**The problem**
The output should be every line below, retyped exactly, with no images.

Records excerpted from a collection:
++++

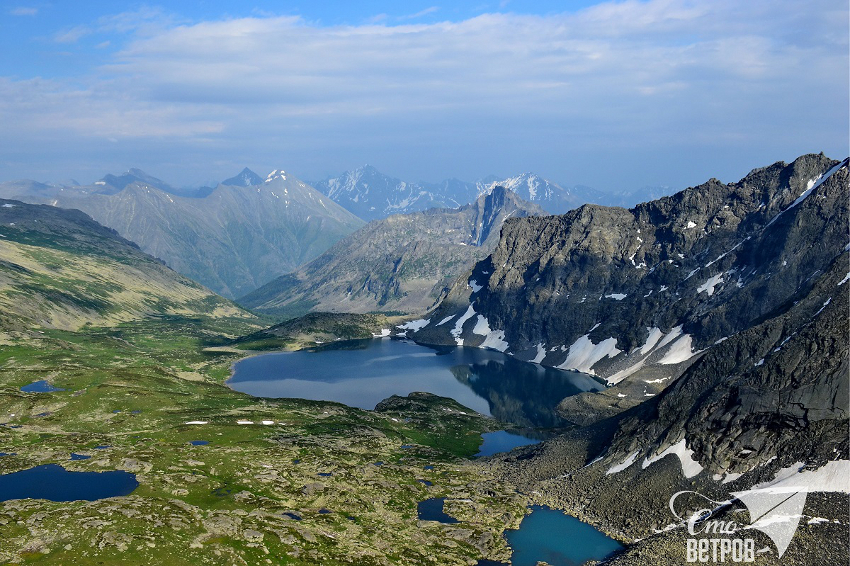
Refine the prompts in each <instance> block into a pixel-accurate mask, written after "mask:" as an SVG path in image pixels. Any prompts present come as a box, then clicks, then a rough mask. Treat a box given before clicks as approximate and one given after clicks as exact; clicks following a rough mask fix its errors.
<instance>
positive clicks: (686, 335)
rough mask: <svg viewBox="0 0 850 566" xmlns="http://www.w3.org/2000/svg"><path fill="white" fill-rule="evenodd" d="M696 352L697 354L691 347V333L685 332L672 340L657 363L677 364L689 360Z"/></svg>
mask: <svg viewBox="0 0 850 566" xmlns="http://www.w3.org/2000/svg"><path fill="white" fill-rule="evenodd" d="M696 354H699V352H694V351H693V350H692V349H691V335H690V334H685V335H684V336H682V337H681V338H679V339H678V340H676V341H675V342H673V344H672V345H671V346H670V349H669V350H667V353H666V354H664V357H663V358H661V359H660V360H658V363H659V364H662V365H671V364H679V363H682V362H684V361H685V360H689V359H690V358H692V357H693V356H695V355H696Z"/></svg>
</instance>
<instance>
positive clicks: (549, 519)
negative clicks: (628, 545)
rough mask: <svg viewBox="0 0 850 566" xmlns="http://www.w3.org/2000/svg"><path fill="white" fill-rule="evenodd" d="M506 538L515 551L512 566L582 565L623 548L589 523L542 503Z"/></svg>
mask: <svg viewBox="0 0 850 566" xmlns="http://www.w3.org/2000/svg"><path fill="white" fill-rule="evenodd" d="M505 538H507V540H508V544H509V545H510V547H511V549H512V550H513V555H512V556H511V564H512V565H513V566H536V564H537V562H539V561H545V562H547V563H548V564H551V565H552V566H581V565H582V564H584V563H585V562H587V561H588V560H602V559H603V558H606V557H608V556H611V555H612V554H613V553H615V552H617V551H619V550H622V549H623V546H622V545H621V544H620V543H618V542H617V541H615V540H614V539H612V538H609V537H607V536H606V535H604V534H602V533H601V532H599V531H597V530H596V529H595V528H593V527H592V526H590V525H588V524H587V523H583V522H581V521H579V520H578V519H576V518H575V517H571V516H569V515H566V514H564V513H562V512H560V511H555V510H553V509H549V508H547V507H539V506H535V507H532V512H531V514H530V515H526V516H525V518H524V519H523V520H522V523H520V526H519V529H518V530H516V531H506V532H505Z"/></svg>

++++

**Response box**
Refine the prompts in each <instance> block into a pixel-accurate mask, written after "mask:" as an SVG path in image pixels. Any prompts present come as a box, then clicks, then a rough mask. Treat a box given before clicks as approximate and one given after clicks as exact; clicks following a rough mask fix its errors.
<instance>
positive clicks: (686, 335)
rough mask: <svg viewBox="0 0 850 566" xmlns="http://www.w3.org/2000/svg"><path fill="white" fill-rule="evenodd" d="M696 352L697 354L691 347V333L685 332L672 340L657 363L677 364L689 360Z"/></svg>
mask: <svg viewBox="0 0 850 566" xmlns="http://www.w3.org/2000/svg"><path fill="white" fill-rule="evenodd" d="M696 354H699V352H694V351H693V350H692V349H691V335H690V334H685V335H684V336H682V337H681V338H679V339H678V340H676V341H675V342H673V344H672V345H671V346H670V349H669V350H667V353H666V354H664V357H663V358H661V359H660V360H658V363H659V364H662V365H671V364H679V363H682V362H684V361H685V360H689V359H690V358H692V357H693V356H695V355H696Z"/></svg>
</instance>
<instance>
positive clicks: (549, 519)
negative clicks: (628, 545)
rough mask: <svg viewBox="0 0 850 566" xmlns="http://www.w3.org/2000/svg"><path fill="white" fill-rule="evenodd" d="M506 538L515 551L512 566L582 565L623 548L589 523L542 503Z"/></svg>
mask: <svg viewBox="0 0 850 566" xmlns="http://www.w3.org/2000/svg"><path fill="white" fill-rule="evenodd" d="M505 538H507V540H508V544H509V545H510V547H511V549H512V550H513V555H512V556H511V564H512V565H513V566H536V564H537V562H539V561H545V562H547V563H548V564H551V565H552V566H581V565H582V564H584V563H585V562H587V561H588V560H602V559H603V558H606V557H608V556H611V555H612V554H613V553H615V552H617V551H619V550H622V549H623V546H622V545H621V544H620V543H618V542H617V541H615V540H614V539H612V538H609V537H607V536H606V535H604V534H602V533H601V532H599V531H597V530H596V529H595V528H593V527H592V526H590V525H588V524H587V523H583V522H581V521H579V520H578V519H576V518H575V517H571V516H569V515H566V514H564V513H562V512H560V511H555V510H553V509H549V508H547V507H539V506H535V507H532V512H531V514H530V515H526V516H525V518H524V519H523V520H522V523H520V526H519V529H518V530H516V531H506V532H505Z"/></svg>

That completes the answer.